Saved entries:
******
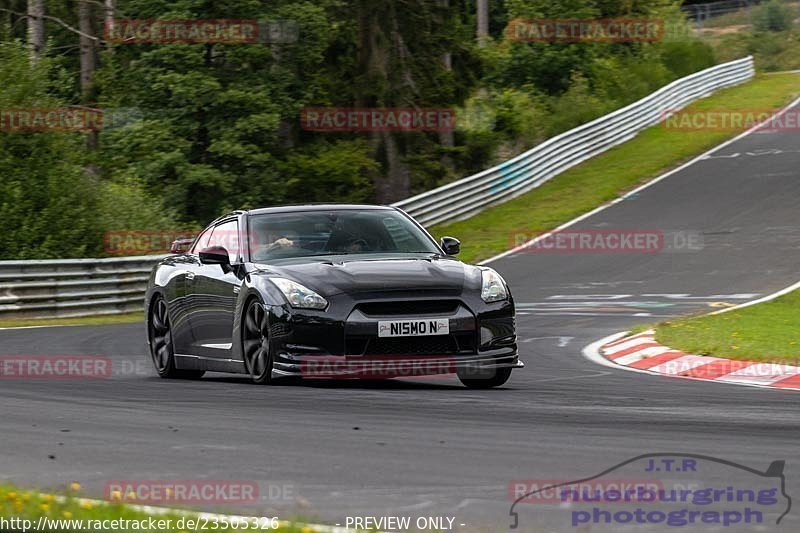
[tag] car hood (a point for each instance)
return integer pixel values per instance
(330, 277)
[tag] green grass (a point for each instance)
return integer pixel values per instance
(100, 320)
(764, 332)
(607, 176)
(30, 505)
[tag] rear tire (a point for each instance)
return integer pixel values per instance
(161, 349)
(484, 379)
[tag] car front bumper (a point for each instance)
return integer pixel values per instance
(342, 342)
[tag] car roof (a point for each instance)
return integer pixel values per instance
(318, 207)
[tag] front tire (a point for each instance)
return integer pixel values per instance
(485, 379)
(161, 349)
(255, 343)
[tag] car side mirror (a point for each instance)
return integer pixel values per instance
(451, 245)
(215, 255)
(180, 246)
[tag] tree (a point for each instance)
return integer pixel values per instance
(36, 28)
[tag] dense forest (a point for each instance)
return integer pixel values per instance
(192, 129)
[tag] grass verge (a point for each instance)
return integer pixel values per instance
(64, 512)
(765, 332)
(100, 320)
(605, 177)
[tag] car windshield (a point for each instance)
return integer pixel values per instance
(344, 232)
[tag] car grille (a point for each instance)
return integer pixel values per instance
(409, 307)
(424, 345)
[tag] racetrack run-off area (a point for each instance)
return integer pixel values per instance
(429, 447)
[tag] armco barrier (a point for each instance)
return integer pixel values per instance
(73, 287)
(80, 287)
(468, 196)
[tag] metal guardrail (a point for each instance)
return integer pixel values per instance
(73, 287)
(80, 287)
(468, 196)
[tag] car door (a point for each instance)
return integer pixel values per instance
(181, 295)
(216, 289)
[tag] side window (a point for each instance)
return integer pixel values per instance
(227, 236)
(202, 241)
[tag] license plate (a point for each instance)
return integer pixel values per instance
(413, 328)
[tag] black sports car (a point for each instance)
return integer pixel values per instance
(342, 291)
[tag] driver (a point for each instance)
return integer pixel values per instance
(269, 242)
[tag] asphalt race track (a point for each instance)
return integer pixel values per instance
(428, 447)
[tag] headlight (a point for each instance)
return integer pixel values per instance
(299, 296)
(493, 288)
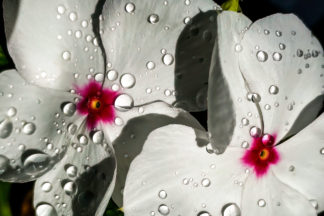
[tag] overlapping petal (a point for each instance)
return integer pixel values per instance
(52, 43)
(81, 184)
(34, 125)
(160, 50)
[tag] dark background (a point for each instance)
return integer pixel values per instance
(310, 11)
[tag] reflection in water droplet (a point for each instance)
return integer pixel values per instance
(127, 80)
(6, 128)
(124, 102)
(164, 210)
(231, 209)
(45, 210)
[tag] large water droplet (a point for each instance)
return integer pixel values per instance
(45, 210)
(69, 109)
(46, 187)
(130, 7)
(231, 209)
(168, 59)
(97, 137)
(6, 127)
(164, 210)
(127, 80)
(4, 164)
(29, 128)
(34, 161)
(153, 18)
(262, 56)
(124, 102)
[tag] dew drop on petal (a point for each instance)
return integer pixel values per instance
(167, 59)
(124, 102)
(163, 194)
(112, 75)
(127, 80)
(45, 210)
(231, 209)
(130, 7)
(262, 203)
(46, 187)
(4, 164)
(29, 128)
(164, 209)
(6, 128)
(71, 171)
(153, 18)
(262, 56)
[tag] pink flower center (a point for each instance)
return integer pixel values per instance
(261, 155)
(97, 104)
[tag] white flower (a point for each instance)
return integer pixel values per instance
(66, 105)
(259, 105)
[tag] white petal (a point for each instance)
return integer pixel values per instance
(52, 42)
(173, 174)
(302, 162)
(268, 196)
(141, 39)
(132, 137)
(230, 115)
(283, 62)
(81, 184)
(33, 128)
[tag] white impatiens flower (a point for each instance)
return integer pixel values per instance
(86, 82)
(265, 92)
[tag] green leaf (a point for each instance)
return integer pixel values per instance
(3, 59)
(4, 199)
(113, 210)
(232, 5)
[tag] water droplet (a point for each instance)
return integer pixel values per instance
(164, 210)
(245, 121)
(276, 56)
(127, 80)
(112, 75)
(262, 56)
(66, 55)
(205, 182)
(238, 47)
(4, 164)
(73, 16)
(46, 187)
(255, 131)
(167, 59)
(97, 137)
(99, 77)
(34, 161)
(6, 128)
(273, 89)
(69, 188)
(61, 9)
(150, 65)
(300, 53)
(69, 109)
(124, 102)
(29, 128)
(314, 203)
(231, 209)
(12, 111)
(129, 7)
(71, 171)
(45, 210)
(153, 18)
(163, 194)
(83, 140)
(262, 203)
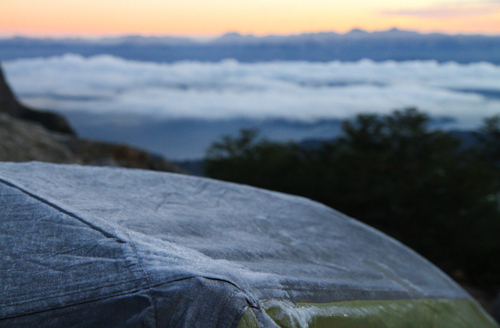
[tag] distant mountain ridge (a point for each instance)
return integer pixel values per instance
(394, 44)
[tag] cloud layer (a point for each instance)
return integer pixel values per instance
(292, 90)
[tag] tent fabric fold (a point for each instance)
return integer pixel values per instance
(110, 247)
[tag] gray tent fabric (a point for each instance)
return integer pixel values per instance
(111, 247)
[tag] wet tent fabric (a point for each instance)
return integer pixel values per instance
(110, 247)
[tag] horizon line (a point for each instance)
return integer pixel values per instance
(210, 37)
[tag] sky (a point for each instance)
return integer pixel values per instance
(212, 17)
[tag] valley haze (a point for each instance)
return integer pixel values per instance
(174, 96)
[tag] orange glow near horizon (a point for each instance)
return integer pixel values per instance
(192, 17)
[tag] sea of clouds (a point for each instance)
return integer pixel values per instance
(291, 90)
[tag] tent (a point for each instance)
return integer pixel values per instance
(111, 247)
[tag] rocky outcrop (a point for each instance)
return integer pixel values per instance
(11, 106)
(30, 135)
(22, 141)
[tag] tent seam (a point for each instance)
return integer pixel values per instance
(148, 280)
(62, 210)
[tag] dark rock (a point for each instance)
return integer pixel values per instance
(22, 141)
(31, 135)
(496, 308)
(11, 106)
******
*Required action:* Take the records above and return, word for word, only the lines that fall from the line with "[tag] tent (a point for each instance)" to the line with "[tag] dark rock (a point for each instance)", both of them included.

*Solution for this problem:*
[tag] tent (a point for each instance)
return integer pixel values per instance
(111, 247)
[tag] rocky outcrop (a point for each instance)
return integer pixel values per instance
(11, 106)
(30, 135)
(22, 141)
[tag] tent seam (a point for each instance)
return integer pixel values per instance
(148, 280)
(62, 210)
[tag] dark rock (a point for each instance)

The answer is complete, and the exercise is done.